-- THE PROBLEM --
Rewrite the data below with every "single marker" changed to "single point" and nothing else altered.

━━━━━ DATA ENTRIES

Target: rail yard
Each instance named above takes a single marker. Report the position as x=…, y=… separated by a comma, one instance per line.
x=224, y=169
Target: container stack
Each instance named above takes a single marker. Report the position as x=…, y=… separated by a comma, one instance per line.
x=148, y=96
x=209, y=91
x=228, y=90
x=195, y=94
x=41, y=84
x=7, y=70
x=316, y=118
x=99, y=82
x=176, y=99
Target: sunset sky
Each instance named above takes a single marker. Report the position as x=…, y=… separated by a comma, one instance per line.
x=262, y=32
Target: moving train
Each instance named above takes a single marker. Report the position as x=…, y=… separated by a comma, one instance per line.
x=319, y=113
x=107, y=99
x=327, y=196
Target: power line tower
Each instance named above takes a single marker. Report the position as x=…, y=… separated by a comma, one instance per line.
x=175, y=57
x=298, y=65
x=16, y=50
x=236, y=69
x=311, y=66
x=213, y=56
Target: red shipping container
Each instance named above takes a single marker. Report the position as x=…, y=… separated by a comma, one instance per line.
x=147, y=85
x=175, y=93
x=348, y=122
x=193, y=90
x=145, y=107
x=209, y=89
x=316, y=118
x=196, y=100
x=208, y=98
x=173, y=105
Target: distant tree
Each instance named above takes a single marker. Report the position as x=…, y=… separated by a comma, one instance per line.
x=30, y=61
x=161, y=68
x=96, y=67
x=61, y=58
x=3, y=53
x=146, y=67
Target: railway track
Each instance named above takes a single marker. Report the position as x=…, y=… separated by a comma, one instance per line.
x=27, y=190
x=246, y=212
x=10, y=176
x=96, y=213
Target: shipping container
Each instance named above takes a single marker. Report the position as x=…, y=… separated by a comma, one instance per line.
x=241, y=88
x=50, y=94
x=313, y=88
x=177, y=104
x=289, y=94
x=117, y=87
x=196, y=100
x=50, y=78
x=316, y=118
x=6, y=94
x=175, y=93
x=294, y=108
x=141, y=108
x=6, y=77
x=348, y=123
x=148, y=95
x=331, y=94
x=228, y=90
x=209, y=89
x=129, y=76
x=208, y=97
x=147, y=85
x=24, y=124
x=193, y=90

━━━━━━━━━━

-- RESPONSE FOR THIS EXERCISE --
Target: rail yard
Each instance named above takes a single point. Report the position as x=…, y=… separated by a comma, one instance per line.
x=224, y=169
Target: container stack
Each instance named above takes a single point. Report the position as x=…, y=… separated by a comma, one instance per line.
x=148, y=96
x=209, y=91
x=228, y=90
x=195, y=94
x=41, y=84
x=7, y=70
x=316, y=118
x=99, y=82
x=176, y=99
Target: sunset sky
Each instance named above takes a single point. Report the position as x=…, y=… separated by a comma, one instance per line.
x=262, y=32
Target: moving train
Each instance named above takes a single point. Report the position as x=…, y=… separated by a comma, one instance per line.
x=319, y=113
x=107, y=99
x=327, y=196
Target: power line tower
Each instance named above takes a single point. Report the position as x=…, y=… separated by a comma, one instance per line.
x=175, y=57
x=298, y=65
x=16, y=50
x=236, y=69
x=311, y=66
x=213, y=56
Target: red shipping container
Each instance named above takes a single point. Report the position as x=…, y=… separated by a comma, one instance per line.
x=147, y=85
x=175, y=93
x=348, y=122
x=193, y=90
x=145, y=107
x=209, y=89
x=316, y=118
x=196, y=100
x=208, y=98
x=173, y=105
Target: distant tree
Each instance named above takes a single point. Report the position as x=…, y=… separated by a comma, one instance per line.
x=30, y=61
x=161, y=68
x=96, y=67
x=61, y=58
x=3, y=53
x=146, y=67
Target: railway track
Each instance named above takes a single point. Report the position as x=…, y=… separated by a comma, one instance per line.
x=27, y=190
x=246, y=212
x=10, y=176
x=96, y=213
Target: shipping container
Each instance named above takes a single point. Report the position as x=…, y=… separated by a comma, one instance per line.
x=241, y=88
x=50, y=94
x=313, y=88
x=177, y=104
x=289, y=94
x=117, y=87
x=196, y=100
x=50, y=78
x=316, y=118
x=6, y=94
x=175, y=93
x=294, y=108
x=141, y=108
x=6, y=77
x=348, y=123
x=148, y=95
x=331, y=94
x=228, y=90
x=209, y=89
x=129, y=76
x=208, y=97
x=147, y=85
x=24, y=124
x=193, y=90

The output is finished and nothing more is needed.